ÉNONCÉ
Recopiez mot pour mot le passage du texte sur Maurice Cartron qui va de « Les deux wagons » à « passent la nuit. », ces deux bouts compris.

EXTRAIT DU TEXTE
===
Les deux wagons à bestiaux du Mémorial de Margny-les-Compiègne,
installés sur une voie de la gare de marchandise
d’où sont partis les convois de déportation. © Cliché M.V.

Le voyage dure deux jours et demi. N’étant pas ravitaillés en eau, les déportés souffrent principalement de la soif.

Le 8 juillet 1942, Maurice Cartron est enregistré au camp souche d’Auschwitz (Auschwitz-I) sous le matricule 45337, numéro correspondant à l’ordre alphabétique dans la liste du convoi reconstituée par Claudine Cardon-Hamet.
Après les premières procédures (tonte, désinfection, uniforme, photo), les 1170 arrivants sont entassés pour la plupart dans deux pièces nues du Block 13 où ils passent la nuit.

Le lendemain, vers 7 heures, tous sont conduits à pied au camp annexe de Birkenau ; alors choisi pour mettre en œuvre la “solution finale” (le génocide des Juifs européens), ce site en construction présente un contexte plus meurtrier pour tous les concentrationnaires. À leur arrivée, les “45000” sont répartis dans les Blocks 19 et 20.

Le 10 juillet, après l’appel général et un bref interrogatoire qui parachève leur enregistrement, ils sont envoyés au travail dans différents Kommandos.

Le 13 juillet, après l’appel du soir – tous ayant passés cinq jours à Birkenau – une moitié des membres du convoi est ramenée au camp principal (Auschwitz-I), auprès duquel fonctionnent des ateliers utilisant certains ouvriers spécialisés. Aucun document ni témoignage ne permet actuellement de préciser dans lequel des deux sous-camps du complexe concentrationnaire a été affecté Maurice Cartron.

Il meurt à Auschwitz le 18 septembre 1942, d’après l’acte de décès établi par l’administration SS du camp (Sterbebücher), alors qu’a lieu une grande sélection des “inaptes au travail” à la suite de laquelle 146 des “45000” sont inscrits sur le registre des décès en deux jours (probablement tués d’une piqûre intracardiaque de phénol ou gazés [1]). Il a vingt-et-un ans.

La mention “Mort en déportation” est apposée sur son acte de décès (J.O. du 7-08-2007).

Son nom est inscrit sur le monument aux morts de Bilhac, place de la Mairie, parmi les quatre victimes de la période 1940-1945.

Sources :

- Claudine Cardon-Hamet, Triangles rouges à Auschwitz, Le convoi politique du 6 juillet 1942, éditions Autrement, collection mémoires, Paris 2005, pages 150 et 153, 371 et 398.
- Cl. Cardon-Hamet, notice pour l’exposition de Mémoire Vive sur les “45000” et “31000” de Paris (2002), citant : « témoignage de sa femme » (date ?), Bureau des archives des victimes des conflits contemporains (BAVCC), ministère de la Défense, Caen (dossier individuel).
- Archives de la préfecture de police (Seine / Paris), site du Pré-Saint-Gervais ; archives du cabinet du préfet (1W610), dossier de Cartron Maurice (26881).
- Archives de Paris ; archives du tribunal correctionnel de la Seine, rôle du greffe du 5 juin au 22 septembre 1941 (D1u6-5857).
===
DONNÉES SOURCES

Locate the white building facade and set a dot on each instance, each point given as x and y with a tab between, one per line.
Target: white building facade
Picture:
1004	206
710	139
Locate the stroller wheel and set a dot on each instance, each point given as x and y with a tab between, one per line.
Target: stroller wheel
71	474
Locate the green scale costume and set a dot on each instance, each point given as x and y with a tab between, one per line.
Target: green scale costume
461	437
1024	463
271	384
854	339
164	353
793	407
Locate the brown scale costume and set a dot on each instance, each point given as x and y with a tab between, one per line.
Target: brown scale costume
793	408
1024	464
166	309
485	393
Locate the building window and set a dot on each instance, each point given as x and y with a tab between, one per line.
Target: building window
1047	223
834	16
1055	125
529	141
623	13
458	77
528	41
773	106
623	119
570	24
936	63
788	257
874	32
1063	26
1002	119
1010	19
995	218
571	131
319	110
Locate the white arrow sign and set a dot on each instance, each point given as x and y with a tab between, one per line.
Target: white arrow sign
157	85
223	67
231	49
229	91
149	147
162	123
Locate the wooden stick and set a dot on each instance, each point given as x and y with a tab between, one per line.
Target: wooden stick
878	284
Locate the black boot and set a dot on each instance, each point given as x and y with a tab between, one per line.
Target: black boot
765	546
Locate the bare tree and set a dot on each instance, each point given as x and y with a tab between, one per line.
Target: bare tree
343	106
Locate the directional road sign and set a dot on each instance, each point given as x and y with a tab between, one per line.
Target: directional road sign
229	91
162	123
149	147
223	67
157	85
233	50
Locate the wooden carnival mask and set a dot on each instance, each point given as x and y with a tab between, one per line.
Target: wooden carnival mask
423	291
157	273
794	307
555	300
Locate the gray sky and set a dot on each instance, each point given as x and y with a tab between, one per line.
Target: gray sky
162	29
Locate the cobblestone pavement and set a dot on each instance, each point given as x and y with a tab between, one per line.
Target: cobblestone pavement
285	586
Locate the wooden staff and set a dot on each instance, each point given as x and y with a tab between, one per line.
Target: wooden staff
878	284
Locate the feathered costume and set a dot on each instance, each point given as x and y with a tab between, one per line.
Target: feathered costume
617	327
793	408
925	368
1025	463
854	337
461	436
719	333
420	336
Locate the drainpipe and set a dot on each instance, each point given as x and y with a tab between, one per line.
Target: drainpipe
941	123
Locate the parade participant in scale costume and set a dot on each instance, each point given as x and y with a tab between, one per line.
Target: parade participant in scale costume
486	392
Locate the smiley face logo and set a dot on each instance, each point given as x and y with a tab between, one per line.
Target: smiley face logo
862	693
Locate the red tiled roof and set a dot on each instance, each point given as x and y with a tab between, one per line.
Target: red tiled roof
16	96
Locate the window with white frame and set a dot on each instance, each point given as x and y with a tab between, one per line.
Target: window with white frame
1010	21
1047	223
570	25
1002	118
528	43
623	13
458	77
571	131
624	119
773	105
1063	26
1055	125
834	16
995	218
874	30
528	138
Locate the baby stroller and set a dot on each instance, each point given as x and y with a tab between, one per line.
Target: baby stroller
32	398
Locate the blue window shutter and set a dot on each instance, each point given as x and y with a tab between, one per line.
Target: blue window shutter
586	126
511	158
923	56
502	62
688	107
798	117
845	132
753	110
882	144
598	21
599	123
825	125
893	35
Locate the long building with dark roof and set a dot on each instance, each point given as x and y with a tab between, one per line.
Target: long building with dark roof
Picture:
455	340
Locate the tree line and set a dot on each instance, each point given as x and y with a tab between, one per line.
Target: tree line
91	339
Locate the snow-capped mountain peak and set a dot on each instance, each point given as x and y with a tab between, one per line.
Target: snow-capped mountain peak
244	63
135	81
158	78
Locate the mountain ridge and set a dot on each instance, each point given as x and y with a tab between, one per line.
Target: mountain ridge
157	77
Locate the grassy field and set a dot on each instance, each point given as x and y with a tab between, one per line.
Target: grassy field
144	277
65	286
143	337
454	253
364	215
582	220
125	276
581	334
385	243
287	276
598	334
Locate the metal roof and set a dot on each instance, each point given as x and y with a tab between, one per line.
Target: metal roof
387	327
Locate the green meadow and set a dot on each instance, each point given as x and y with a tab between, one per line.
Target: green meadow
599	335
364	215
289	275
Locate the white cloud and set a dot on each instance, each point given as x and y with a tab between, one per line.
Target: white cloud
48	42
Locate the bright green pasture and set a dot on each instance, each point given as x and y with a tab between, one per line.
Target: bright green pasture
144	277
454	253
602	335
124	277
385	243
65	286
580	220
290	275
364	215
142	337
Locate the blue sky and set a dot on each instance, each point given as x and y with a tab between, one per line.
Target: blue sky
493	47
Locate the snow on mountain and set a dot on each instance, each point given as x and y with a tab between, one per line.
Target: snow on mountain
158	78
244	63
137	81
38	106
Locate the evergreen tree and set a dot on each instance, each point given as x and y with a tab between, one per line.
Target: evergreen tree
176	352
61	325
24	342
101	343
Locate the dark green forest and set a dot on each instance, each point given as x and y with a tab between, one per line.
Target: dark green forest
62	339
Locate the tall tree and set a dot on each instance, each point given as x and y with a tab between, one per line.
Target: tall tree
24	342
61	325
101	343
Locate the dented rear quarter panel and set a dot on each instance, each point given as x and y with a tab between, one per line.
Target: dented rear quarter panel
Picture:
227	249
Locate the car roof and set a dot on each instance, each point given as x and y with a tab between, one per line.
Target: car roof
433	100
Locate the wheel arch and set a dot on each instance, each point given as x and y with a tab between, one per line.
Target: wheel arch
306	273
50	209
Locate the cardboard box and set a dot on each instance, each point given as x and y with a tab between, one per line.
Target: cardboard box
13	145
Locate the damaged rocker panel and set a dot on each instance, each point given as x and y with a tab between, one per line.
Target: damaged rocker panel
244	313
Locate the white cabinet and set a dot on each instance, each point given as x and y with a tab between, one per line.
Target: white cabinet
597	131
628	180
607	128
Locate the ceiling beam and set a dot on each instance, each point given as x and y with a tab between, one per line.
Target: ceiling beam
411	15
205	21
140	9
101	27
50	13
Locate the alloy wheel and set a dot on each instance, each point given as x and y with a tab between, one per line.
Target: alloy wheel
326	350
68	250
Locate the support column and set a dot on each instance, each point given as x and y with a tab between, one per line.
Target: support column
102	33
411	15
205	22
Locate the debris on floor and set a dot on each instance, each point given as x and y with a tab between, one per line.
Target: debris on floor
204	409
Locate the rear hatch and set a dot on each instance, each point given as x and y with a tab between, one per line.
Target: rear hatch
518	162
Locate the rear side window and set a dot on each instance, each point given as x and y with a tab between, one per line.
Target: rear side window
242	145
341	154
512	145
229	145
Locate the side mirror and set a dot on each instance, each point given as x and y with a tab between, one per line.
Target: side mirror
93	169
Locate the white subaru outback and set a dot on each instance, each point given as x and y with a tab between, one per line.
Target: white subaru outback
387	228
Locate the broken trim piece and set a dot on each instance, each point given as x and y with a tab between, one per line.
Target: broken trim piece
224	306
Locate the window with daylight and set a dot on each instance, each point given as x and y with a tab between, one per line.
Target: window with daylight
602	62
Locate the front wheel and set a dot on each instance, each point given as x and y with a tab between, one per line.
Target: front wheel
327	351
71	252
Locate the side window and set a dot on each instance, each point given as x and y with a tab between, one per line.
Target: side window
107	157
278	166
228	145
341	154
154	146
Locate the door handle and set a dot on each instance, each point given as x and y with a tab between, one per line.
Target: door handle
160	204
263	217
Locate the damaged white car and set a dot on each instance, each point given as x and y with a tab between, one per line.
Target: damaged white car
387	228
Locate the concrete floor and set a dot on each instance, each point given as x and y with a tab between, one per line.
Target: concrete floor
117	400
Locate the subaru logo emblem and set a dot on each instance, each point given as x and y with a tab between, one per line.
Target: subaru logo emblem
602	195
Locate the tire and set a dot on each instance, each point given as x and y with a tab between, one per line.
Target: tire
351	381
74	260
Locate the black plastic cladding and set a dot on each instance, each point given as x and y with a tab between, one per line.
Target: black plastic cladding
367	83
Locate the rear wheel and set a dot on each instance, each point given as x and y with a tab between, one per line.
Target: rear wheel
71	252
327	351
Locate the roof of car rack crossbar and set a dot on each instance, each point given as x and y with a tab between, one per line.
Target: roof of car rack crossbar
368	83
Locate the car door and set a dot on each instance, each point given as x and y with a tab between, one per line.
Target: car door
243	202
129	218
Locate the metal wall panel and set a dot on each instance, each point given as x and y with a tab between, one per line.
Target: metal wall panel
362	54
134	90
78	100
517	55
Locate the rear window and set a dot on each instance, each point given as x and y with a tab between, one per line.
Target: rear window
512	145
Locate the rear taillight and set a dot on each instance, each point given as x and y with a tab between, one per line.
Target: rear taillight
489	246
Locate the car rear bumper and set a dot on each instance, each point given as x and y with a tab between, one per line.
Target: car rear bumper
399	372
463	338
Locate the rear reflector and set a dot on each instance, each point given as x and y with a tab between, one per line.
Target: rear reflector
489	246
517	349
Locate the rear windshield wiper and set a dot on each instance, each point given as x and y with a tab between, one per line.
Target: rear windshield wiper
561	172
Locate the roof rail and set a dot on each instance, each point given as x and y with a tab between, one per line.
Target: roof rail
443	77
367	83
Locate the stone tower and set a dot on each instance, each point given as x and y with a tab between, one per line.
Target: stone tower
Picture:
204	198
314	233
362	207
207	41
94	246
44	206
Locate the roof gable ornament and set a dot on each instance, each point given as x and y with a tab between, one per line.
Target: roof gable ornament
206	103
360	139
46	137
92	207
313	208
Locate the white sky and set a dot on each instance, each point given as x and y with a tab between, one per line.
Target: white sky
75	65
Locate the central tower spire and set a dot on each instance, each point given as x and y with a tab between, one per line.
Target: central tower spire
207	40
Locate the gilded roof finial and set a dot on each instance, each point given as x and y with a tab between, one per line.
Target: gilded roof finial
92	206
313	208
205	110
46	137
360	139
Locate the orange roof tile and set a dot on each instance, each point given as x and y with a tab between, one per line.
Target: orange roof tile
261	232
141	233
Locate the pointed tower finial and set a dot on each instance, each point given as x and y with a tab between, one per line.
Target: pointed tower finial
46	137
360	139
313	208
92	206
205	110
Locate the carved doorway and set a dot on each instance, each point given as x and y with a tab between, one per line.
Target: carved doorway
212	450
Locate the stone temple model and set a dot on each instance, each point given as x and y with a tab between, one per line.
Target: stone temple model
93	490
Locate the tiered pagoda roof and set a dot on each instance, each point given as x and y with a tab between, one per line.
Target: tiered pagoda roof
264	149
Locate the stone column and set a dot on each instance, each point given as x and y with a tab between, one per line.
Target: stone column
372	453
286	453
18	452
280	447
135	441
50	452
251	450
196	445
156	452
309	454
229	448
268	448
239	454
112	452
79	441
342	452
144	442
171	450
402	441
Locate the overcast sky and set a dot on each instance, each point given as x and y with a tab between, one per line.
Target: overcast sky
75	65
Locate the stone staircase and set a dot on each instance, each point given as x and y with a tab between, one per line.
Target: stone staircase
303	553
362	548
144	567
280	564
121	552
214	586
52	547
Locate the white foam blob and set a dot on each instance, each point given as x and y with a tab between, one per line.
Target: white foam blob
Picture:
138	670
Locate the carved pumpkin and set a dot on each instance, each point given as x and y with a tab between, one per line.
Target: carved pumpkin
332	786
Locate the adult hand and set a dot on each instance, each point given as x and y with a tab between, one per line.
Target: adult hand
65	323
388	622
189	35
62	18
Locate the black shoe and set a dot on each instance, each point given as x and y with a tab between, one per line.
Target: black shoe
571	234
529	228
===
RÉPONSE
Les deux wagons à bestiaux du Mémorial de Margny-les-Compiègne,
installés sur une voie de la gare de marchandise
d’où sont partis les convois de déportation. © Cliché M.V.

Le voyage dure deux jours et demi. N’étant pas ravitaillés en eau, les déportés souffrent principalement de la soif.

Le 8 juillet 1942, Maurice Cartron est enregistré au camp souche d’Auschwitz (Auschwitz-I) sous le matricule 45337, numéro correspondant à l’ordre alphabétique dans la liste du convoi reconstituée par Claudine Cardon-Hamet.
Après les premières procédures (tonte, désinfection, uniforme, photo), les 1170 arrivants sont entassés pour la plupart dans deux pièces nues du Block 13 où ils passent la nuit.